▸ Exercise instructions: Gather every line in the listing below that contains the string "path" and copy each one out.

++++ Raw data

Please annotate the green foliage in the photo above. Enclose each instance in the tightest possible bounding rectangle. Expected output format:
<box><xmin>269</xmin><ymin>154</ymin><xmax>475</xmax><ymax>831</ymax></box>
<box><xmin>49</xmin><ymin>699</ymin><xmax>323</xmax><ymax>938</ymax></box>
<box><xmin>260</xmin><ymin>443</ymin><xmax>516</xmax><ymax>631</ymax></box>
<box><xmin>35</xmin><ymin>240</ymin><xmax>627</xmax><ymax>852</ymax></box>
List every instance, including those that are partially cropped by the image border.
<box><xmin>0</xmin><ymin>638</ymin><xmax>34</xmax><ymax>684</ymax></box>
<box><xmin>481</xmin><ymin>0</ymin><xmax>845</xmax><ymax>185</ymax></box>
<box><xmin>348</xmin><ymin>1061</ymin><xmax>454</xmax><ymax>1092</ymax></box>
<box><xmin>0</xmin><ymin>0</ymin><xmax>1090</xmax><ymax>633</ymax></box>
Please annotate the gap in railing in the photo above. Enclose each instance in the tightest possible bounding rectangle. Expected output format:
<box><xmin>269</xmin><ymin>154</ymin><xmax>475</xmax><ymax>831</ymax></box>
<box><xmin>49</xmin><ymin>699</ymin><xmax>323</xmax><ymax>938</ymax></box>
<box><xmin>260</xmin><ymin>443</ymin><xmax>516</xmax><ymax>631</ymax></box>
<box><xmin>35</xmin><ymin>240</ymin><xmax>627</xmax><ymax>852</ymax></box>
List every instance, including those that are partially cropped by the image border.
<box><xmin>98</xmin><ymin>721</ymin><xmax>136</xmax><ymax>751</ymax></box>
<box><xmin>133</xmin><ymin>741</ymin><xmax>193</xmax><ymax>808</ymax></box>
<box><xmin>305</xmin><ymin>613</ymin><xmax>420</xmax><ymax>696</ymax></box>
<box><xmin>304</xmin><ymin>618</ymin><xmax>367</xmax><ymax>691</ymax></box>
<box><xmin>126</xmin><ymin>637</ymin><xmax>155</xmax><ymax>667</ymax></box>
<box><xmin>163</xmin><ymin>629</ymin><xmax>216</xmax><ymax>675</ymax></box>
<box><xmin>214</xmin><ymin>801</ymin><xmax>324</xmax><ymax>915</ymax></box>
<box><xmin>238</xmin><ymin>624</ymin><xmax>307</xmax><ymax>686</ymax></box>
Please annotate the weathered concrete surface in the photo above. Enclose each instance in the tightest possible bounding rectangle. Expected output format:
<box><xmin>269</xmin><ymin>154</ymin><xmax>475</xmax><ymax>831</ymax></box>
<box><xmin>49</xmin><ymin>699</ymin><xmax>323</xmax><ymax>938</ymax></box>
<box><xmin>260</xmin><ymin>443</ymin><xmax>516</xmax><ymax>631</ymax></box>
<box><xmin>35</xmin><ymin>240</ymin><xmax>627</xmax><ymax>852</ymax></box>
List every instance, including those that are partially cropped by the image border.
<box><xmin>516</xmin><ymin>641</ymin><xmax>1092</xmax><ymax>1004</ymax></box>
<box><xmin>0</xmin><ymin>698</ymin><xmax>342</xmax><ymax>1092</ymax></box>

++++++++
++++ Raw data

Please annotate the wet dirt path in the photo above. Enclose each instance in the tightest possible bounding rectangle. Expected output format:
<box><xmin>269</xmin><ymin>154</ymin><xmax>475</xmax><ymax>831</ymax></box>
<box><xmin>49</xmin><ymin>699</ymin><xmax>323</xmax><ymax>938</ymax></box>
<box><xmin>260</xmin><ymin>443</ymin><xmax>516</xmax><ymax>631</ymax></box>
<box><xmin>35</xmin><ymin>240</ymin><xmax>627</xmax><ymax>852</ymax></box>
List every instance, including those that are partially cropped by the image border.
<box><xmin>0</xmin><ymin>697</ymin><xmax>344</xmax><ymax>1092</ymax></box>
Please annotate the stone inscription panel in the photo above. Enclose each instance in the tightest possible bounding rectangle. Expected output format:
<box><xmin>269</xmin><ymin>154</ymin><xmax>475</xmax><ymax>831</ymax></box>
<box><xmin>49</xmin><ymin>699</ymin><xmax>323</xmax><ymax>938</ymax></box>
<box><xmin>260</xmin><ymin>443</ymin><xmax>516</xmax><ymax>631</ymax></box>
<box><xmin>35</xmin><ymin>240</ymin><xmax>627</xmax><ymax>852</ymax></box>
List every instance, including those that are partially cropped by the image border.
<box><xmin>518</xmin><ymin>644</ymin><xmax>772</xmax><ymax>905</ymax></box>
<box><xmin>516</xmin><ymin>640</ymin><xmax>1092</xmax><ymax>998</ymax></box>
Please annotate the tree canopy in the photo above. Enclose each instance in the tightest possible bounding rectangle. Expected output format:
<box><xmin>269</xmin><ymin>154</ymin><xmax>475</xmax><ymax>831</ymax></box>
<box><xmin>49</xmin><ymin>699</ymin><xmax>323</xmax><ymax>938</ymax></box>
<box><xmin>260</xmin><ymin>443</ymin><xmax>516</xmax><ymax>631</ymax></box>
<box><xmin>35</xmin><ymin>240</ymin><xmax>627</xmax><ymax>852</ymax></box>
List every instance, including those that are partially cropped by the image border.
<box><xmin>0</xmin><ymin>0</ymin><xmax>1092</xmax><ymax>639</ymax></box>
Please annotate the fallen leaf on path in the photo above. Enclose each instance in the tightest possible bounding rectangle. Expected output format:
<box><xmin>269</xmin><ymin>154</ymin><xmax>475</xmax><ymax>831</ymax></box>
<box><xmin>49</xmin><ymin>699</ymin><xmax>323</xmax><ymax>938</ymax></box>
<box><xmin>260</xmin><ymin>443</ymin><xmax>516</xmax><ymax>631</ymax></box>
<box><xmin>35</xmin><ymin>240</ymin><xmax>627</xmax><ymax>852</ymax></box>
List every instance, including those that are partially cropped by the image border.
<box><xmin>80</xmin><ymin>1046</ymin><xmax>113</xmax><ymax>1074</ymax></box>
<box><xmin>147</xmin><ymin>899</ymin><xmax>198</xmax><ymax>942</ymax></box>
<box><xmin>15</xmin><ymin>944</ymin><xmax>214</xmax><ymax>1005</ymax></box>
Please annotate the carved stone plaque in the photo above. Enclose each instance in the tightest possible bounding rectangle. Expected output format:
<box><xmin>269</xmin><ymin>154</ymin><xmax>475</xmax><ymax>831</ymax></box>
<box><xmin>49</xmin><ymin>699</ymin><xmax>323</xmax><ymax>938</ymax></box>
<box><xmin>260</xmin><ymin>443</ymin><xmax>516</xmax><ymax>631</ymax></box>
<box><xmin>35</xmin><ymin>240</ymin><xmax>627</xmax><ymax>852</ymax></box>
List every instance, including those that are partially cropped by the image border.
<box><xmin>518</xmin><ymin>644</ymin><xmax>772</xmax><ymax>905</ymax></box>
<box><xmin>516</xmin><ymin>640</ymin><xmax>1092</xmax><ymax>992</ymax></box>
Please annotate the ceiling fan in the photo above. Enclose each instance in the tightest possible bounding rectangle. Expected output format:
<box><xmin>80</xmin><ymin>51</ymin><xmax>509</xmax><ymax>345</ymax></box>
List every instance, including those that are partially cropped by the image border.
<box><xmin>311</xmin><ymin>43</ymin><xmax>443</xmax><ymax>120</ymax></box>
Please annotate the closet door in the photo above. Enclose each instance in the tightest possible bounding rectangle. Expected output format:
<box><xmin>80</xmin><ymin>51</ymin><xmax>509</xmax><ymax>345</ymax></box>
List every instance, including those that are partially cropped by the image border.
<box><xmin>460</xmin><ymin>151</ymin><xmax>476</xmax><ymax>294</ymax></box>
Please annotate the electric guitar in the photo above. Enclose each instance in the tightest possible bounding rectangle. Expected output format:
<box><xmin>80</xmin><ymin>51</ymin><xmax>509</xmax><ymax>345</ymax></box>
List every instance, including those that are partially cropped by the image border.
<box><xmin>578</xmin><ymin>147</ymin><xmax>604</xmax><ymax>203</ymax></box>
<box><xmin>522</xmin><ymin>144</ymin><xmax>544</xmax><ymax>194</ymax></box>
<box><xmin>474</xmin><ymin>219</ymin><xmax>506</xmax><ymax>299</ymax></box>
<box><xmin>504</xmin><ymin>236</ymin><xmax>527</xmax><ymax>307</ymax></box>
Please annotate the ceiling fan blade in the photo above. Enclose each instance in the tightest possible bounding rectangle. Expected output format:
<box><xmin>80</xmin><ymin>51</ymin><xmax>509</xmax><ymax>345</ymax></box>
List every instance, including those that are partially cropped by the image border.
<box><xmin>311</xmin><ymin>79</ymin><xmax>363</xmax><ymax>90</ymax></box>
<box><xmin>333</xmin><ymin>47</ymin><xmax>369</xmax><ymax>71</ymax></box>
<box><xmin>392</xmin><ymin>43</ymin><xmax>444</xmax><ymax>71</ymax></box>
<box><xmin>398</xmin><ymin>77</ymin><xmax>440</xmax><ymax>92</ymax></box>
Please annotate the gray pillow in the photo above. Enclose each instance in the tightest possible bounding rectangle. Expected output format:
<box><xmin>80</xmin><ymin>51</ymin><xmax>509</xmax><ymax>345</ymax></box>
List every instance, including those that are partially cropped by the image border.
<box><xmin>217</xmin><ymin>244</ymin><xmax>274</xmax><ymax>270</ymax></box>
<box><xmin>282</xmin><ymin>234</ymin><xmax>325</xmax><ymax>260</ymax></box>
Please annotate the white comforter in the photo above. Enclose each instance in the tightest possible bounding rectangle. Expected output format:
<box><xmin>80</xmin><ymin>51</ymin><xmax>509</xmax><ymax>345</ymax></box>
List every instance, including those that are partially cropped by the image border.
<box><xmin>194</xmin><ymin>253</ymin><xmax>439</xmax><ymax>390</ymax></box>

++++++++
++++ Raw data

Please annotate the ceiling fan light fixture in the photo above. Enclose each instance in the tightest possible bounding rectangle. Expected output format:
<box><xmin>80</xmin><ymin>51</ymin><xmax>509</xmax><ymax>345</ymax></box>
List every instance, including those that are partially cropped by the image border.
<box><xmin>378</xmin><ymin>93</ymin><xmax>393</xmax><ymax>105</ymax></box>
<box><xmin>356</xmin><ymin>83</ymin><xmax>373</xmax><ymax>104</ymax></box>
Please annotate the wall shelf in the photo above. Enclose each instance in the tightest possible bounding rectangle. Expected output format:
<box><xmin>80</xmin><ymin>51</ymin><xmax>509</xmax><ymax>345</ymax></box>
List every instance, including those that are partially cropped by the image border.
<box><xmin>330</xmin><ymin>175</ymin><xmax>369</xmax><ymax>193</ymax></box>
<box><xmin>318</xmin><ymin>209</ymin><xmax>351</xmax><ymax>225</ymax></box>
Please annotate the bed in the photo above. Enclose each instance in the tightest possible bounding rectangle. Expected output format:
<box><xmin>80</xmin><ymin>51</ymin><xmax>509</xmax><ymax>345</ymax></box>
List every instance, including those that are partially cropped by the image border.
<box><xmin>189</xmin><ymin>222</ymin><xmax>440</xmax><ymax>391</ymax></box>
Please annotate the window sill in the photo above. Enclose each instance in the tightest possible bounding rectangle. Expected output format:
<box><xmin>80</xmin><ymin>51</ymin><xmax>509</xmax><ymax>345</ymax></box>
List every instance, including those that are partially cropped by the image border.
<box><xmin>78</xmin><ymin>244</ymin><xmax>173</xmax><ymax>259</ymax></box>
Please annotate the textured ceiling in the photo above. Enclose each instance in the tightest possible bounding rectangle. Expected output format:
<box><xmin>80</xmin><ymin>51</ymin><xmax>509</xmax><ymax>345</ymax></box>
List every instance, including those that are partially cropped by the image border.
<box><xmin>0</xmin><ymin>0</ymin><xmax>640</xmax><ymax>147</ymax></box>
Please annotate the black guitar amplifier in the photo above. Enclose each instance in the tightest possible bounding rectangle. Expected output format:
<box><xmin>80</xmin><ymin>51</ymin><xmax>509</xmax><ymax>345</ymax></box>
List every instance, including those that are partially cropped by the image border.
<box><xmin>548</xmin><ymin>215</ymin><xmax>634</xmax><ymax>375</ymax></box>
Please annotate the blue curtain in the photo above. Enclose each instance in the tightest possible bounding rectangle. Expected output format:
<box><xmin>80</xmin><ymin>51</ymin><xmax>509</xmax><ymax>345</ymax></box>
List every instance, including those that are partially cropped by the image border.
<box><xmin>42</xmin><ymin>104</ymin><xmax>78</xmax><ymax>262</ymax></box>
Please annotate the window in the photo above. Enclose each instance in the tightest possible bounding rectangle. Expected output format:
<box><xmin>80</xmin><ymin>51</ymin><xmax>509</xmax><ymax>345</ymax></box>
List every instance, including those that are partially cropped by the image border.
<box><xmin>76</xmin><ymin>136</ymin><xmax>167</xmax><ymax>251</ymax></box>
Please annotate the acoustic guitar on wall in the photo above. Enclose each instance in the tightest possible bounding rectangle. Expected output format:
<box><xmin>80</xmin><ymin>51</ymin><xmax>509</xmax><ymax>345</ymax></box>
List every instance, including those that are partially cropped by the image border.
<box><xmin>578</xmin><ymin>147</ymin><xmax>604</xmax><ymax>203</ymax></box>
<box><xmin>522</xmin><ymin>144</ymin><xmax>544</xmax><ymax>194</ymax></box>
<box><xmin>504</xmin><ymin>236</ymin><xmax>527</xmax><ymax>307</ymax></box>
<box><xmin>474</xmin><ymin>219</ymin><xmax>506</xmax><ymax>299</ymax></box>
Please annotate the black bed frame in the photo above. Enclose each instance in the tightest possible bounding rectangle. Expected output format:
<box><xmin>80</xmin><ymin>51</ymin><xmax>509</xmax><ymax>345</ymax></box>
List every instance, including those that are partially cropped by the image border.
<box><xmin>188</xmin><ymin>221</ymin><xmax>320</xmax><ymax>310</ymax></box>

++++++++

▸ Finished exercise:
Please annotate the wet dirt path in the photo above. Enclose each instance in the tightest possible bounding rectangle. Expected output format:
Please annotate the fallen leaf on path in the photo above. Enclose each instance in the tightest possible bounding rectangle. Expected output format:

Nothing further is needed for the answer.